INFORMATION SHOWN

┄┄┄┄┄┄┄┄┄┄┄┄┄┄┄┄┄┄┄┄

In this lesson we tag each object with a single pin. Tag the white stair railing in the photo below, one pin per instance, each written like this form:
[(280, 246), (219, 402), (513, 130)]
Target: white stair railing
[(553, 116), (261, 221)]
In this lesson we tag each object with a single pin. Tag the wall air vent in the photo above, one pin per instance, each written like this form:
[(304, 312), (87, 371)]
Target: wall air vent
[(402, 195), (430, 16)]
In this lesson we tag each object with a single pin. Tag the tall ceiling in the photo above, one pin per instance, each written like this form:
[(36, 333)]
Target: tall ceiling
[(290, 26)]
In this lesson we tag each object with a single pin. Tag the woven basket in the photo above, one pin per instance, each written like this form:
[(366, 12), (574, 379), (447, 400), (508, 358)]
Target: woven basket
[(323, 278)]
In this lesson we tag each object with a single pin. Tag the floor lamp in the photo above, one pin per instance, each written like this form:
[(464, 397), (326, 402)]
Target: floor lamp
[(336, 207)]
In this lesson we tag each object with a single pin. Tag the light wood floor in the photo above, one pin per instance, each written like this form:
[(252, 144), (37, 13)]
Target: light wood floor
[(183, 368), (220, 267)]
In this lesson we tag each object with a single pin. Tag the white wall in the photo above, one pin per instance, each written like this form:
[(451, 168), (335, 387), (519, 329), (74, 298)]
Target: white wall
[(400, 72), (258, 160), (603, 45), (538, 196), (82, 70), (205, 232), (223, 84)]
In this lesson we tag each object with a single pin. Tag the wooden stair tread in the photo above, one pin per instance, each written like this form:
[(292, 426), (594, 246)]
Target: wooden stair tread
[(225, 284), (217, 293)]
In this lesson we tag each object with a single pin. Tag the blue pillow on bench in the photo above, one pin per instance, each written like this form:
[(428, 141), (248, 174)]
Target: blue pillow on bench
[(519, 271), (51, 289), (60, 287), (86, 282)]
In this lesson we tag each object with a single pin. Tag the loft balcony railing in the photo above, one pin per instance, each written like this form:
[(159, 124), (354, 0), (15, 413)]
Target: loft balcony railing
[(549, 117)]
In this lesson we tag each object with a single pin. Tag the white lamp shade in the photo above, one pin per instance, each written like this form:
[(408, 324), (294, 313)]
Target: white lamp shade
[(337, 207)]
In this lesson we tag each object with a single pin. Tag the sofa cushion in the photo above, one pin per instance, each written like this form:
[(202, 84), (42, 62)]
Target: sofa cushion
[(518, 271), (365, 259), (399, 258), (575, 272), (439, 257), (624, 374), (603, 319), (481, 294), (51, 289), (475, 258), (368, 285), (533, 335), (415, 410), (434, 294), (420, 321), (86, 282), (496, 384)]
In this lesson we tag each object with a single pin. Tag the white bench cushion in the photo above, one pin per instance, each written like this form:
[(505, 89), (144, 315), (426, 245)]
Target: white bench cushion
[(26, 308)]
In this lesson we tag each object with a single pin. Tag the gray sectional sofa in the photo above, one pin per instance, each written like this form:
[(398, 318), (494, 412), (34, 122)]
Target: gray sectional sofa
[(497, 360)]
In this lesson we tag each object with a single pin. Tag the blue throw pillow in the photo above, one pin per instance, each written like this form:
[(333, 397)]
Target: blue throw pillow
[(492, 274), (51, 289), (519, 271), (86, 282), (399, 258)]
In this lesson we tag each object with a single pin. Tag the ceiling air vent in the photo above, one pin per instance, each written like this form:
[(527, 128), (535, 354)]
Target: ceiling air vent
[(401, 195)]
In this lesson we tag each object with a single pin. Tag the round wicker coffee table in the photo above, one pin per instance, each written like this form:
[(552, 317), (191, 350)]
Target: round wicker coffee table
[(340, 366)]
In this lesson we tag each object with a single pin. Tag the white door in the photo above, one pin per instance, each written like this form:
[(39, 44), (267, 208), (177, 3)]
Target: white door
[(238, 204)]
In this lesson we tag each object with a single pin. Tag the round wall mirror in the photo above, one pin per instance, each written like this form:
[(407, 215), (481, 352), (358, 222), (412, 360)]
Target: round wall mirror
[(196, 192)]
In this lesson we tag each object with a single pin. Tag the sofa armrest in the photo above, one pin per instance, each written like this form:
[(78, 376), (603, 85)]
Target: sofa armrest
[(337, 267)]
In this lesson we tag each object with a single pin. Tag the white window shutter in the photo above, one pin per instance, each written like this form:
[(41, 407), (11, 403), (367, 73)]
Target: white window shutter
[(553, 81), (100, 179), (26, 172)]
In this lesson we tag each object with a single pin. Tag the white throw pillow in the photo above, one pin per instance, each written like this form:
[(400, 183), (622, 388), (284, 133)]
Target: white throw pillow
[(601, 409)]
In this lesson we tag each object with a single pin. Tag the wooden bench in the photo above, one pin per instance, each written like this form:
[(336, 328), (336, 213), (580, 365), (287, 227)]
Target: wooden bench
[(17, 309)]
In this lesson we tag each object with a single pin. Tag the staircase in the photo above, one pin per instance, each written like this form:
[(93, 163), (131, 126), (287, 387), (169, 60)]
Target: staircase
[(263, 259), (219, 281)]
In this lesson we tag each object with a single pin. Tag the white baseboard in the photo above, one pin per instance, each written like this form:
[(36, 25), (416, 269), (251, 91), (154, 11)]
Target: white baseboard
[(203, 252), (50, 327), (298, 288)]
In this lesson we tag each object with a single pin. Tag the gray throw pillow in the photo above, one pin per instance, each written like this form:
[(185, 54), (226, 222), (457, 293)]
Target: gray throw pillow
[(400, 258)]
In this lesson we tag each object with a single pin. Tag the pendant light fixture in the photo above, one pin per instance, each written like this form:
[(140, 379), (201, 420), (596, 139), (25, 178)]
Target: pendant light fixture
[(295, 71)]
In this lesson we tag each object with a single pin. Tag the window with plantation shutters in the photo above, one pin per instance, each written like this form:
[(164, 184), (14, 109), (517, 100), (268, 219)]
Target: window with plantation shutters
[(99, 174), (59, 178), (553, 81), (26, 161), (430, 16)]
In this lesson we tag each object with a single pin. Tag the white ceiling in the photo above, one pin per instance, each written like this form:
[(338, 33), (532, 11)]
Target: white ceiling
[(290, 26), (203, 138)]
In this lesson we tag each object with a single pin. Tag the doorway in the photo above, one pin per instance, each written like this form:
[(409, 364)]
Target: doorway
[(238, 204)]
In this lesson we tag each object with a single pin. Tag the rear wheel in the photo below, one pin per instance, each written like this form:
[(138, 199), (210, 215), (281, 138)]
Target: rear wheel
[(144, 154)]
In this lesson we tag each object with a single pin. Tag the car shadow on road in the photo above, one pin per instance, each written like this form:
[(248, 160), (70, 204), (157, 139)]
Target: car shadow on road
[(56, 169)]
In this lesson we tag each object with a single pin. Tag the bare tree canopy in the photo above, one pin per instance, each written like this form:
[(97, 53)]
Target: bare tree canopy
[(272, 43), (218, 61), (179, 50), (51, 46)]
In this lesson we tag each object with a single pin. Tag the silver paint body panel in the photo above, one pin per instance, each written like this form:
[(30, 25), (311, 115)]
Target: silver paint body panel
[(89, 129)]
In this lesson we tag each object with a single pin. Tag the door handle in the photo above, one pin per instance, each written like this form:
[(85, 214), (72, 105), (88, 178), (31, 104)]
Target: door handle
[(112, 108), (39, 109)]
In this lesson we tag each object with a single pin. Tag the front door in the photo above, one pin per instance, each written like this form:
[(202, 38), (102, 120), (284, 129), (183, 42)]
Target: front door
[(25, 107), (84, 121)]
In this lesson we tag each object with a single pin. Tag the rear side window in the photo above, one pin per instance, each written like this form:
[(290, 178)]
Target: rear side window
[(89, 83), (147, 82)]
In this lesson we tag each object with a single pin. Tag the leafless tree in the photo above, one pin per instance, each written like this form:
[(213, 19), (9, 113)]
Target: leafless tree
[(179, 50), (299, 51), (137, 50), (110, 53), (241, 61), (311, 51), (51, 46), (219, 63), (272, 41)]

┄┄┄┄┄┄┄┄┄┄┄┄┄┄┄┄┄┄┄┄

Would you please copy every line of the data exactly?

ANSWER SPACE
In this lesson we tag each object with a single pin. Tag the white stair railing in the photo below, one pin per instance, each written like this form:
[(280, 246), (219, 402), (513, 130)]
Target: white stair railing
[(553, 116), (261, 221)]
In this lesson we tag each object with a single pin. Tag the wall air vent in the photo above, one pin per instance, each written like this form:
[(304, 312), (87, 371)]
Target: wall air vent
[(402, 195), (430, 16)]
In this lesson we tag each object with a single pin. Tag the tall ceiling in the photo above, one pin per instance, each written like this form:
[(36, 333)]
Target: tall ceiling
[(290, 26)]
In this lesson we tag each object with a single pin. Tag the woven basket in the photo above, one pin per instance, each written like this form:
[(366, 12), (574, 379), (447, 400), (508, 358)]
Target: woven basket
[(323, 278)]
In this lesson we tag each object with a single pin. Tag the floor lamp in the photo above, one pin per instance, each written like this form:
[(464, 397), (326, 402)]
Target: floor lamp
[(336, 207)]
In this lesson we tag each object with a single pin. Tag the light wood floor in the photo above, one pin per instance, each written like this form:
[(252, 144), (37, 13)]
Target: light wood floor
[(183, 368), (220, 267)]
In this lesson we tag each object with a single pin. Tag the white wall in the photo above, one pin per instance, each written like this form:
[(451, 168), (335, 387), (519, 329), (74, 298)]
Target: white wall
[(400, 72), (258, 160), (603, 45), (538, 196), (82, 70), (205, 232), (223, 84)]
In this lesson we tag each object with a single pin. Tag the wooden stair tread in the photo above, one pin per instance, each written like this form:
[(292, 426), (594, 246)]
Target: wooden stair tread
[(225, 284), (217, 293)]
In this lesson we tag each object with a single pin. Tag the blue pillow on bench in the photo above, one pin per instance, each written like this form:
[(428, 141), (248, 174)]
Target: blue pillow on bench
[(519, 271), (51, 289), (60, 287), (86, 282)]
In this lesson we tag each object with a single pin. Tag the loft balcony railing in the photo above, one pin per instance, each written like this form:
[(159, 124), (354, 0), (15, 413)]
Target: loft balcony railing
[(549, 117)]
In this lesson we tag each object with a single pin. Tag the white lamp shade in the photo above, one pin per instance, each written like this form:
[(408, 324), (294, 313)]
Target: white lamp shade
[(337, 207)]
In this lesson we tag each object with a single pin. Tag the sofa cushion in the photo above, one pin per instance, each written like this form:
[(202, 84), (42, 62)]
Target: sofa cushion
[(518, 271), (365, 259), (399, 258), (575, 272), (439, 257), (624, 374), (603, 319), (481, 294), (51, 289), (475, 258), (368, 285), (533, 335), (415, 410), (434, 294), (420, 321), (86, 282), (496, 384)]
In this lesson we tag each object with a single pin. Tag the white bench cushion in the photo above, one pin per instance, each written like this form:
[(505, 89), (144, 315), (426, 245)]
Target: white bench cushion
[(26, 308)]
In this lesson we tag each object with a single pin. Tag the gray sectional sofa in the photo above, one pin per instance, each written like this form:
[(398, 318), (494, 412), (34, 122)]
Target: gray sectional sofa
[(497, 360)]
In this lesson we tag each object with a single pin. Tag the blue throw pillow in the photo above, one pin per instance, each written like this form:
[(333, 397)]
Target: blue throw pillow
[(492, 274), (51, 289), (519, 271), (86, 282), (399, 258)]
In this lesson we tag each object with a single pin. Tag the ceiling air vent in the photo above, one pin per instance, each written like this form:
[(527, 128), (535, 354)]
Target: ceiling air vent
[(401, 195)]
In this lesson we tag each object with a single pin. Tag the round wicker coffee table in the photo above, one pin per instance, each written like this form:
[(552, 317), (191, 350)]
Target: round wicker coffee table
[(340, 366)]
In this lesson we tag each object with a single pin. Tag the white door in the photo above, one pin per instance, each written like this form:
[(39, 44), (267, 208), (177, 3)]
Target: white door
[(238, 204)]
In this lesson we tag each object with a single pin. Tag the round wall mirror in the photo above, one pin per instance, each written like this form:
[(407, 215), (481, 352), (358, 222), (412, 360)]
Target: round wall mirror
[(196, 192)]
In this lesson we tag each object with a single pin. Tag the sofa armrest in the photo above, one pin per instance, each written like this form:
[(78, 376), (603, 85)]
Target: sofa armrest
[(337, 267)]
In this lesson we tag each object with a single pin. Tag the white window shutter in the photo above, one pin per instance, each written like this form:
[(41, 407), (11, 403), (367, 73)]
Target: white window shutter
[(553, 81), (100, 179), (26, 172)]
In this lesson we tag each object with a single pin. Tag the white throw pillow in the photo above, one pin per instance, each written like this form:
[(400, 183), (622, 388), (284, 133)]
Target: white throw pillow
[(601, 409)]
In this lesson we tag each object with a single pin. Tag the wooden bench in the photo above, one pin per instance, each written like this form:
[(336, 328), (336, 213), (580, 365), (287, 227)]
Target: wooden bench
[(17, 309)]
In this lesson we tag each object with a single pin. Tag the staircase in the photo above, one pin per instance, each written like this form:
[(93, 163), (131, 126), (287, 387), (169, 60)]
Target: staircase
[(263, 259), (219, 281)]
In this lesson we tag each object with a single pin. Tag the white baseboard in the photo above, one pin per instance, each written like this form:
[(36, 25), (416, 269), (251, 91), (154, 11)]
Target: white baseboard
[(203, 252), (50, 327), (298, 288)]
In this lesson we tag each object with a single pin. Tag the gray throw pillow in the photo above, one pin per instance, each written like this form:
[(185, 54), (226, 222), (457, 293)]
Target: gray throw pillow
[(400, 258)]
In this lesson we tag each object with a single pin. Tag the pendant light fixture in the photo above, one pin per instance, each written like this form:
[(140, 379), (201, 420), (596, 139), (25, 178)]
Target: pendant light fixture
[(295, 71)]
In this lesson we tag each object with a single pin. Tag the window with plantation shutters in the photo above, one pin per instance, each written like this form:
[(164, 184), (14, 109), (517, 100), (268, 219)]
Target: window with plantation shutters
[(99, 174), (59, 178), (553, 81), (26, 161), (430, 16)]
In this lesson we tag each object with a single pin. Tag the white ceiling in the photo above, one pin per instance, each written like this form:
[(338, 33), (532, 11)]
Target: white ceiling
[(290, 26), (203, 138)]
In this lesson we tag each object with a single pin. Tag the doorway in the photo above, one pin per instance, each written like this form:
[(409, 364)]
Target: doorway
[(238, 204)]
In this lesson we tag each object with a single pin. Tag the rear wheel in the photo below, one pin per instance, each written like this form:
[(138, 199), (210, 215), (281, 138)]
Target: rear wheel
[(144, 154)]
In this lesson we tag each object with a single pin. Tag the car shadow on road in the photo above, one pin per instance, each written like this form:
[(248, 160), (70, 204), (157, 139)]
Target: car shadow on road
[(56, 169)]
In this lesson we tag each object with a single pin. Tag the bare tree canopy in the photo above, one pin per instance, each written like this form:
[(97, 53)]
Target: bare tree canopy
[(272, 43), (218, 61), (179, 50), (51, 46)]
In this lesson we tag each object with a single pin. Tag the silver paint body panel in the photo above, one pin per instance, each written like this form:
[(30, 25), (311, 115)]
Target: silver paint body panel
[(89, 129)]
In this lesson we tag each object with a single pin. Tag the door handle in the photo above, one pin per instance, each written like this form:
[(85, 214), (72, 105), (88, 178), (31, 104)]
Target: door handle
[(112, 108), (39, 109)]
In this lesson we tag each object with a single pin. Tag the front door in the photo above, one pin per instance, each written like this form:
[(202, 38), (102, 120), (284, 129), (183, 42)]
Target: front door
[(25, 107), (84, 121)]
In this lesson we tag each object with a single pin. Tag the rear side window in the photo above, one pin per instance, each written like this form:
[(290, 178)]
Target: rear side window
[(89, 83), (147, 82)]
In this lesson we tag each object with a single pin. Tag the leafless tree in the photo above, one pin per instance, each written like this form:
[(213, 19), (9, 113)]
Target: leafless tree
[(179, 50), (299, 51), (137, 50), (110, 53), (241, 61), (311, 51), (51, 46), (219, 63), (272, 41)]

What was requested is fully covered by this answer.